THE DATA
=== Begin Enclosure ===

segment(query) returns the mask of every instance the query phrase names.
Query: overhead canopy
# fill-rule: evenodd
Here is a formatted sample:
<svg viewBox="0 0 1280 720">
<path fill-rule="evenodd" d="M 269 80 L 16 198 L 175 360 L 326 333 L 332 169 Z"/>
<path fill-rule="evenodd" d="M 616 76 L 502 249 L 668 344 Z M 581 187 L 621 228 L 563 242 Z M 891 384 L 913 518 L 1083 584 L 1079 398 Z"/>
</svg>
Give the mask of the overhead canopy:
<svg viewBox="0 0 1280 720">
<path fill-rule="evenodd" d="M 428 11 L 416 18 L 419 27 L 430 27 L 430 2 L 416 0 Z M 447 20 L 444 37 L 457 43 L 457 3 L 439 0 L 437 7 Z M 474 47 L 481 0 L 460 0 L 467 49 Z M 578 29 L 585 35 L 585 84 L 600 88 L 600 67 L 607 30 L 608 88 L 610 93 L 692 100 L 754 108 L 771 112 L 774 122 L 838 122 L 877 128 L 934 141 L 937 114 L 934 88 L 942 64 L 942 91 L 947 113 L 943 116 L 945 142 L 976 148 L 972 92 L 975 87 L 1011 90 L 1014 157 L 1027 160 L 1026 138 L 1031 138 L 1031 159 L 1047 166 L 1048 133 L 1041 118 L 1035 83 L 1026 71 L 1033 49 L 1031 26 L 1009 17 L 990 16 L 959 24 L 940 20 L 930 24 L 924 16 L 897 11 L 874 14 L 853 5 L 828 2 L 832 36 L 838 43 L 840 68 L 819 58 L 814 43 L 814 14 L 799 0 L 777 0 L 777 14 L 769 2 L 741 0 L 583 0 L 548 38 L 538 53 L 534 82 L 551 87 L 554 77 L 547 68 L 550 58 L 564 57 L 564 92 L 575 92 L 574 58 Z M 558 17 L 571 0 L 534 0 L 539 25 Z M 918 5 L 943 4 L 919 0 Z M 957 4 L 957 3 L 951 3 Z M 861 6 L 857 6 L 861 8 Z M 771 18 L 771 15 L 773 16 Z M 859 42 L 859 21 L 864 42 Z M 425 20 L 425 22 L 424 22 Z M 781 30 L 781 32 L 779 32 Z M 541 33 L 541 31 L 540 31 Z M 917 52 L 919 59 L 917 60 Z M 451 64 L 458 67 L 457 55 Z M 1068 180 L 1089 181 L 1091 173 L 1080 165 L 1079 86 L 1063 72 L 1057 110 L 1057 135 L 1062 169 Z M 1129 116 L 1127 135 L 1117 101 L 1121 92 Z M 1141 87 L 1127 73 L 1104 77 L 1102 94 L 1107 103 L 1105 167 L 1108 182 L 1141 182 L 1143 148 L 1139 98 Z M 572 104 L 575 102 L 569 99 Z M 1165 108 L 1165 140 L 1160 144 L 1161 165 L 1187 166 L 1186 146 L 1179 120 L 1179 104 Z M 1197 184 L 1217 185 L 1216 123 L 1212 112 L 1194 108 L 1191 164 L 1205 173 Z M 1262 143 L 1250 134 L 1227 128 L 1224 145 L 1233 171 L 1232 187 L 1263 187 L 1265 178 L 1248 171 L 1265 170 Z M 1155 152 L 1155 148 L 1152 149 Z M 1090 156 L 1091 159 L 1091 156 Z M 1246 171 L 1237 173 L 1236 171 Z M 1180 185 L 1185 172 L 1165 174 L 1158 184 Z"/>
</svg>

=== End Enclosure ===

WORK ORDER
Go through the entries and restate each one exactly.

ANSWER TO THIS PROBLEM
segment(query) returns the mask of every instance the query phrase names.
Query: overhead canopy
# fill-rule: evenodd
Here is a formatted sample:
<svg viewBox="0 0 1280 720">
<path fill-rule="evenodd" d="M 269 80 L 16 198 L 175 360 L 326 333 L 332 169 Z"/>
<path fill-rule="evenodd" d="M 616 76 L 502 249 L 668 344 Z M 581 187 L 621 228 L 563 242 Z M 891 384 L 913 518 L 1083 584 L 1079 398 Z"/>
</svg>
Give the mask of the overhead canopy:
<svg viewBox="0 0 1280 720">
<path fill-rule="evenodd" d="M 428 11 L 416 18 L 419 27 L 430 27 L 430 2 L 416 0 Z M 447 20 L 444 37 L 457 43 L 457 3 L 439 0 L 437 7 Z M 474 47 L 481 0 L 460 0 L 467 49 Z M 578 29 L 585 35 L 585 84 L 600 88 L 600 67 L 607 30 L 608 88 L 610 93 L 692 100 L 754 108 L 771 112 L 774 122 L 838 122 L 877 128 L 934 141 L 937 114 L 934 88 L 942 64 L 942 91 L 947 113 L 943 116 L 945 142 L 976 148 L 972 92 L 975 87 L 1011 90 L 1014 157 L 1027 160 L 1026 138 L 1031 138 L 1031 159 L 1047 166 L 1048 133 L 1041 118 L 1035 83 L 1026 71 L 1033 49 L 1031 26 L 1009 17 L 990 16 L 959 24 L 940 20 L 930 24 L 924 16 L 897 11 L 874 14 L 853 5 L 828 2 L 832 36 L 838 43 L 840 68 L 819 58 L 814 43 L 814 14 L 799 0 L 777 0 L 777 14 L 769 2 L 741 0 L 583 0 L 548 38 L 538 53 L 534 82 L 551 87 L 554 77 L 547 68 L 550 58 L 564 57 L 564 92 L 575 92 L 574 58 Z M 558 17 L 571 0 L 534 0 L 539 25 Z M 918 5 L 943 4 L 919 0 Z M 957 4 L 957 3 L 951 3 Z M 861 6 L 857 6 L 861 8 Z M 771 18 L 771 15 L 773 16 Z M 859 42 L 859 21 L 864 42 Z M 425 20 L 425 22 L 424 22 Z M 781 30 L 781 32 L 779 32 Z M 541 33 L 541 31 L 540 31 Z M 917 52 L 919 59 L 917 60 Z M 451 64 L 458 67 L 457 55 Z M 1068 180 L 1089 181 L 1091 173 L 1080 165 L 1079 86 L 1063 72 L 1057 110 L 1057 135 L 1062 169 Z M 1129 116 L 1127 135 L 1117 101 L 1121 92 Z M 1141 87 L 1127 73 L 1104 77 L 1102 94 L 1107 103 L 1105 167 L 1108 182 L 1141 182 L 1143 148 L 1139 98 Z M 572 104 L 575 102 L 569 99 Z M 1165 108 L 1165 140 L 1160 144 L 1161 165 L 1187 166 L 1186 146 L 1179 120 L 1179 104 Z M 1197 184 L 1217 185 L 1216 123 L 1212 112 L 1194 108 L 1191 164 L 1205 173 Z M 1262 143 L 1250 134 L 1227 128 L 1224 145 L 1233 171 L 1232 187 L 1263 187 L 1265 178 L 1248 171 L 1265 170 Z M 1155 152 L 1155 148 L 1152 149 Z M 1090 156 L 1091 159 L 1091 156 Z M 1246 171 L 1237 173 L 1236 171 Z M 1180 185 L 1185 172 L 1165 174 L 1158 184 Z"/>
</svg>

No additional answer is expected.